Task objective.
Filter the entries for the string "lichen". Copy each line that has it.
Records shown section start
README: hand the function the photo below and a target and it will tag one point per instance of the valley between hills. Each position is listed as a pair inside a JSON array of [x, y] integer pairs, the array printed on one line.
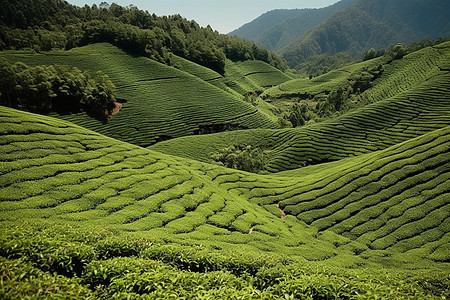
[[241, 180]]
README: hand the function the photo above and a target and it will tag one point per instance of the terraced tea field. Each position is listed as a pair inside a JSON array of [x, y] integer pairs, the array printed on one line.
[[387, 207], [161, 102], [399, 112], [252, 76]]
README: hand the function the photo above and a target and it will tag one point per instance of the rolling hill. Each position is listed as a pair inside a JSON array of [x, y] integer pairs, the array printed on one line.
[[353, 204], [163, 102], [408, 100], [110, 210], [348, 26]]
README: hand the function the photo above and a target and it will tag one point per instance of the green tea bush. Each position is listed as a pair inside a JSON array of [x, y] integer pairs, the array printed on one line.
[[20, 280]]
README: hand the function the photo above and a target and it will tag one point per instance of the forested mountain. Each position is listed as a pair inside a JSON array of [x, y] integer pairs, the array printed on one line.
[[48, 24], [275, 29], [365, 24]]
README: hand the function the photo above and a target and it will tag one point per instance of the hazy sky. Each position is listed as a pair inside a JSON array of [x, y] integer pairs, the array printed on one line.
[[223, 15]]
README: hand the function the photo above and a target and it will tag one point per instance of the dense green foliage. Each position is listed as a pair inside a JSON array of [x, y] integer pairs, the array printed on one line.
[[371, 24], [160, 102], [44, 25], [409, 98], [113, 220], [241, 157], [277, 28], [355, 206], [57, 88]]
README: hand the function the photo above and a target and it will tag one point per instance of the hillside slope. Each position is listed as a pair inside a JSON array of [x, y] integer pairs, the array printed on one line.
[[275, 29], [409, 99], [161, 102], [371, 24], [110, 204]]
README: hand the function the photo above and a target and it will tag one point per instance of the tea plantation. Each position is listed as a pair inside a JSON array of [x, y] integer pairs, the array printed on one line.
[[411, 98], [116, 220]]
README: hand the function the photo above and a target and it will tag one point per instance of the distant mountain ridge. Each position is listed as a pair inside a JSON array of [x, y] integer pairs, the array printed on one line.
[[351, 26]]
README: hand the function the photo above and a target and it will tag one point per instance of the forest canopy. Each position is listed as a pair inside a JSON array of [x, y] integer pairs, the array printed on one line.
[[43, 89], [43, 25]]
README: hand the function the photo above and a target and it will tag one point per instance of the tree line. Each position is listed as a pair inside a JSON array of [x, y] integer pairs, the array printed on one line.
[[43, 25], [43, 89]]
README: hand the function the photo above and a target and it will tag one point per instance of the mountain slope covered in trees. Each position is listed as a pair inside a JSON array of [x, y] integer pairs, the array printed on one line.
[[354, 28], [332, 187], [45, 25]]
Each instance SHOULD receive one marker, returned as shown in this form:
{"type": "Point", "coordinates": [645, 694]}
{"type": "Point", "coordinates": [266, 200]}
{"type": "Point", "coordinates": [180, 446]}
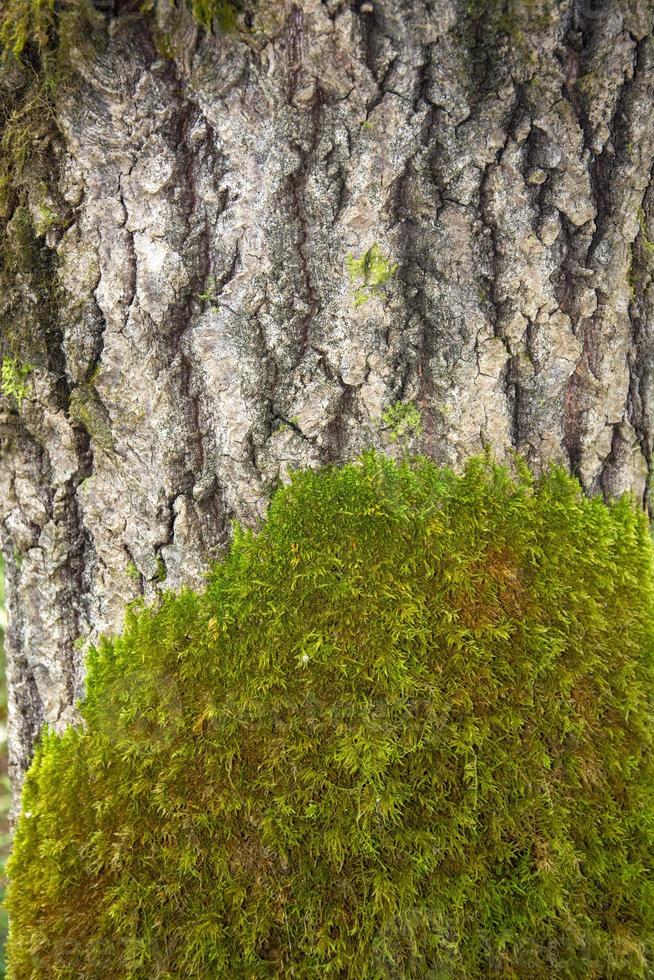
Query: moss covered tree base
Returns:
{"type": "Point", "coordinates": [406, 731]}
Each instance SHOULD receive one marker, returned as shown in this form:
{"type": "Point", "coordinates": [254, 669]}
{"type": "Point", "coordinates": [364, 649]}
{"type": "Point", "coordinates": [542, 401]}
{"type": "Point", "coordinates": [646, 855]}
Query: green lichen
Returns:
{"type": "Point", "coordinates": [403, 421]}
{"type": "Point", "coordinates": [369, 274]}
{"type": "Point", "coordinates": [87, 408]}
{"type": "Point", "coordinates": [645, 241]}
{"type": "Point", "coordinates": [162, 573]}
{"type": "Point", "coordinates": [405, 731]}
{"type": "Point", "coordinates": [14, 379]}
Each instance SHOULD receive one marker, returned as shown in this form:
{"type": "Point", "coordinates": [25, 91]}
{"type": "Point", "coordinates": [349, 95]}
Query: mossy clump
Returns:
{"type": "Point", "coordinates": [369, 273]}
{"type": "Point", "coordinates": [403, 421]}
{"type": "Point", "coordinates": [13, 379]}
{"type": "Point", "coordinates": [405, 731]}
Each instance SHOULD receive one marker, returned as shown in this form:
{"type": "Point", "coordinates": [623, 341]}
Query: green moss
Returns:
{"type": "Point", "coordinates": [14, 379]}
{"type": "Point", "coordinates": [369, 274]}
{"type": "Point", "coordinates": [406, 731]}
{"type": "Point", "coordinates": [505, 36]}
{"type": "Point", "coordinates": [162, 572]}
{"type": "Point", "coordinates": [403, 420]}
{"type": "Point", "coordinates": [87, 409]}
{"type": "Point", "coordinates": [645, 241]}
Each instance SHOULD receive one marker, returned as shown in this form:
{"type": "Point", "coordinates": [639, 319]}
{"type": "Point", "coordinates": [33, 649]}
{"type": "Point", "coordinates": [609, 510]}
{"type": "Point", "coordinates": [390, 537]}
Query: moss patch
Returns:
{"type": "Point", "coordinates": [369, 274]}
{"type": "Point", "coordinates": [405, 731]}
{"type": "Point", "coordinates": [403, 421]}
{"type": "Point", "coordinates": [14, 379]}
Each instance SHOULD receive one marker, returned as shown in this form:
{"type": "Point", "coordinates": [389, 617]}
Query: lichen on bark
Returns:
{"type": "Point", "coordinates": [176, 271]}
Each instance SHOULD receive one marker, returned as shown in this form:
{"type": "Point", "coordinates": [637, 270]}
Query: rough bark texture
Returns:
{"type": "Point", "coordinates": [203, 335]}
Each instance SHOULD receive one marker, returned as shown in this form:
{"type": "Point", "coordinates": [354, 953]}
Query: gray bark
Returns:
{"type": "Point", "coordinates": [203, 336]}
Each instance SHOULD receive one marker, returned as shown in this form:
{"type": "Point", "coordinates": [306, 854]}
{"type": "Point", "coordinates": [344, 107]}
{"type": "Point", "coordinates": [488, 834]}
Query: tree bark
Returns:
{"type": "Point", "coordinates": [202, 331]}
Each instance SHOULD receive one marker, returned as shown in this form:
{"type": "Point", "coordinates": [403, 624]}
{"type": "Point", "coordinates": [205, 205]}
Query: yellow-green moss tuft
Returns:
{"type": "Point", "coordinates": [405, 731]}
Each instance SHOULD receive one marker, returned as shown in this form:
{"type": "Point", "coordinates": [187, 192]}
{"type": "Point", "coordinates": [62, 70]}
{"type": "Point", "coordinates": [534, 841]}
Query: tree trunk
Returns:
{"type": "Point", "coordinates": [195, 327]}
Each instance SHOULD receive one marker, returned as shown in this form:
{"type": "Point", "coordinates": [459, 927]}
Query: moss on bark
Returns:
{"type": "Point", "coordinates": [406, 730]}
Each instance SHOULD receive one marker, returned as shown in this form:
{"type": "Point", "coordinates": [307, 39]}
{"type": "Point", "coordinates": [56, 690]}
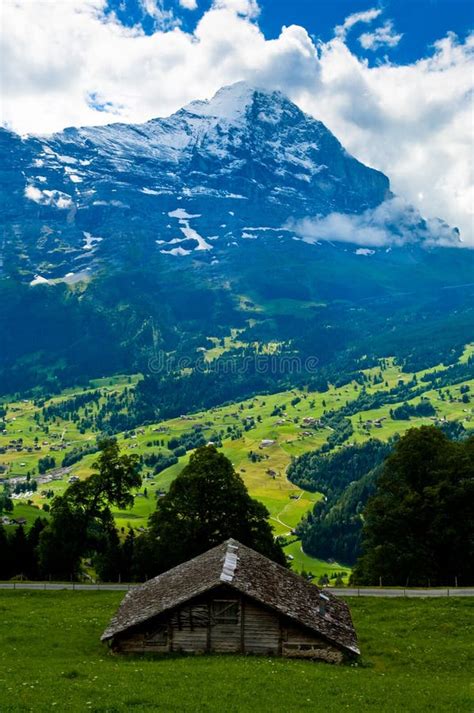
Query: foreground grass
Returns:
{"type": "Point", "coordinates": [415, 658]}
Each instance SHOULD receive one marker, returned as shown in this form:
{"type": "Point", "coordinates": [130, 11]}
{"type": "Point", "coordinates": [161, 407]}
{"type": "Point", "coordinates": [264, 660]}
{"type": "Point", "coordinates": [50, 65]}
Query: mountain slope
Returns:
{"type": "Point", "coordinates": [123, 240]}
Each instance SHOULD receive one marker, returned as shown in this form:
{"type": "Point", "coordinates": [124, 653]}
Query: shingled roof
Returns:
{"type": "Point", "coordinates": [249, 573]}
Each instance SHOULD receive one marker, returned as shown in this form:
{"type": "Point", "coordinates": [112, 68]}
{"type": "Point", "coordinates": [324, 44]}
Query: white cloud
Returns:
{"type": "Point", "coordinates": [164, 19]}
{"type": "Point", "coordinates": [68, 64]}
{"type": "Point", "coordinates": [394, 222]}
{"type": "Point", "coordinates": [366, 17]}
{"type": "Point", "coordinates": [383, 36]}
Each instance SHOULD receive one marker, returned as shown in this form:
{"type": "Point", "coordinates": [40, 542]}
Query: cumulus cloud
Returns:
{"type": "Point", "coordinates": [394, 222]}
{"type": "Point", "coordinates": [71, 63]}
{"type": "Point", "coordinates": [366, 17]}
{"type": "Point", "coordinates": [384, 36]}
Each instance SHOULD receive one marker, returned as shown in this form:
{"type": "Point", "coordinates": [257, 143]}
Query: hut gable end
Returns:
{"type": "Point", "coordinates": [233, 599]}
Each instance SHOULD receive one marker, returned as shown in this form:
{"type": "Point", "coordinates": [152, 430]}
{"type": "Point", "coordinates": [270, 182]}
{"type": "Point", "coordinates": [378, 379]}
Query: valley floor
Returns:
{"type": "Point", "coordinates": [260, 435]}
{"type": "Point", "coordinates": [415, 657]}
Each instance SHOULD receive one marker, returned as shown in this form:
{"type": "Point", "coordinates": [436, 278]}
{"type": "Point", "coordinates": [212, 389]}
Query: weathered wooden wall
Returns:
{"type": "Point", "coordinates": [257, 630]}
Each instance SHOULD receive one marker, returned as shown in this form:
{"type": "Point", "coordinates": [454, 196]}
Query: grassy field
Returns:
{"type": "Point", "coordinates": [278, 418]}
{"type": "Point", "coordinates": [415, 657]}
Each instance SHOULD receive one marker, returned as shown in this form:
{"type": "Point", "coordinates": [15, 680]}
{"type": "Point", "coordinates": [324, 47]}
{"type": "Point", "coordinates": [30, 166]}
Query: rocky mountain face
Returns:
{"type": "Point", "coordinates": [121, 240]}
{"type": "Point", "coordinates": [245, 159]}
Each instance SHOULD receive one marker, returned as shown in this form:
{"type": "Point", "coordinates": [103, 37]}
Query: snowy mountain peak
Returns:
{"type": "Point", "coordinates": [233, 102]}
Records shown section end
Answer for this exercise.
Query: green lichen
Query: lichen on bark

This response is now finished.